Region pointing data
--------------------
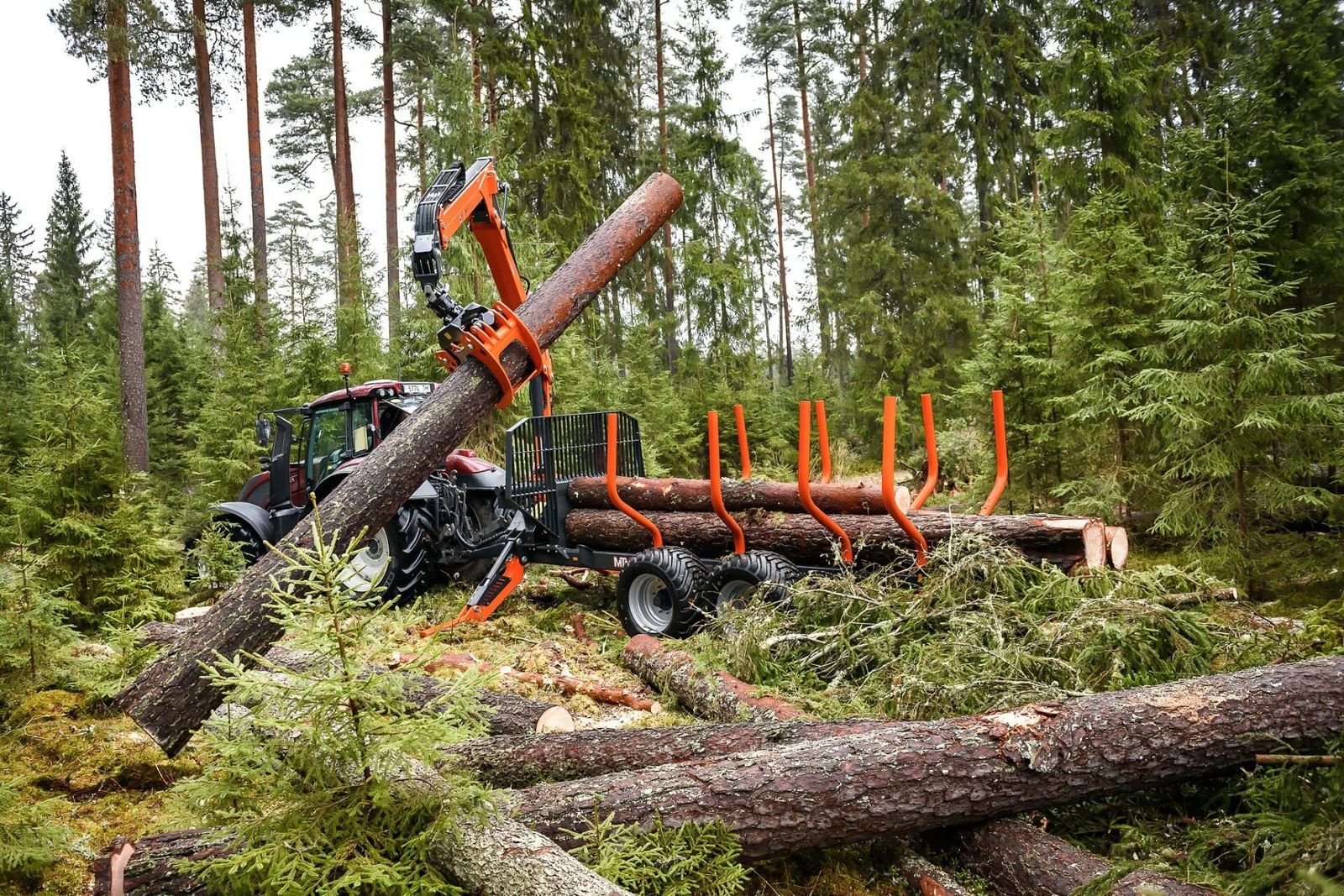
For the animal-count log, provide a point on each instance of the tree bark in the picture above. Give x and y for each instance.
(530, 759)
(125, 222)
(507, 714)
(711, 694)
(394, 311)
(208, 168)
(878, 539)
(255, 170)
(1021, 860)
(917, 777)
(174, 696)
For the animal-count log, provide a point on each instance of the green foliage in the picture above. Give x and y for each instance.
(687, 860)
(315, 781)
(30, 842)
(988, 629)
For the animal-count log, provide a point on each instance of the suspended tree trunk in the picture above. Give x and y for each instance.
(131, 335)
(785, 327)
(208, 170)
(347, 230)
(1021, 860)
(669, 270)
(255, 168)
(927, 775)
(394, 311)
(823, 309)
(174, 696)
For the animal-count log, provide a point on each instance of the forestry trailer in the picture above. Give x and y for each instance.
(483, 523)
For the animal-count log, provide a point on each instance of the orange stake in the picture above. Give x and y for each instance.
(743, 441)
(932, 450)
(824, 441)
(1000, 456)
(611, 485)
(806, 481)
(889, 479)
(739, 540)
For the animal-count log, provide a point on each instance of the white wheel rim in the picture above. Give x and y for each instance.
(734, 595)
(651, 604)
(369, 567)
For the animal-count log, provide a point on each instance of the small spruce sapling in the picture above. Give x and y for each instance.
(318, 782)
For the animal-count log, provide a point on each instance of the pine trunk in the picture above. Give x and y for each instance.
(916, 777)
(507, 714)
(255, 170)
(174, 696)
(208, 168)
(394, 311)
(131, 335)
(1065, 542)
(1018, 859)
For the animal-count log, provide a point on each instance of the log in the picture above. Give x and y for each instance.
(174, 696)
(804, 540)
(711, 694)
(507, 714)
(1018, 859)
(512, 761)
(913, 777)
(499, 857)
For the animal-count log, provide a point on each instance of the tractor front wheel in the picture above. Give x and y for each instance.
(658, 593)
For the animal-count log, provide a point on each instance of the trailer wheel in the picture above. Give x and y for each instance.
(765, 573)
(658, 593)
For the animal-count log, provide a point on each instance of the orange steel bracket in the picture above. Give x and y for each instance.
(824, 441)
(514, 571)
(889, 481)
(932, 450)
(611, 485)
(806, 481)
(1000, 456)
(743, 441)
(739, 539)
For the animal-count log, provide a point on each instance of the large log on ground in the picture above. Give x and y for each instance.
--------------------
## WORK REQUIRED
Which lines run from the one containing "of the trailer" to the final line of the entries? Return those lines exactly, and only those.

## YOUR SOLUTION
For the animal-count log, provide a point on each instance of the trailer wheel in the picture above. Give x and y for each instance.
(765, 573)
(658, 593)
For the animal-count log, provide a point on each instance of the orange steel bracket in the picture above. Give x and y for each instance.
(824, 441)
(514, 571)
(889, 481)
(932, 450)
(611, 485)
(806, 481)
(1000, 456)
(743, 441)
(739, 539)
For the animal-count log, provide a point on each instance of the large log on ground in the picture above. Give x and y for each instance.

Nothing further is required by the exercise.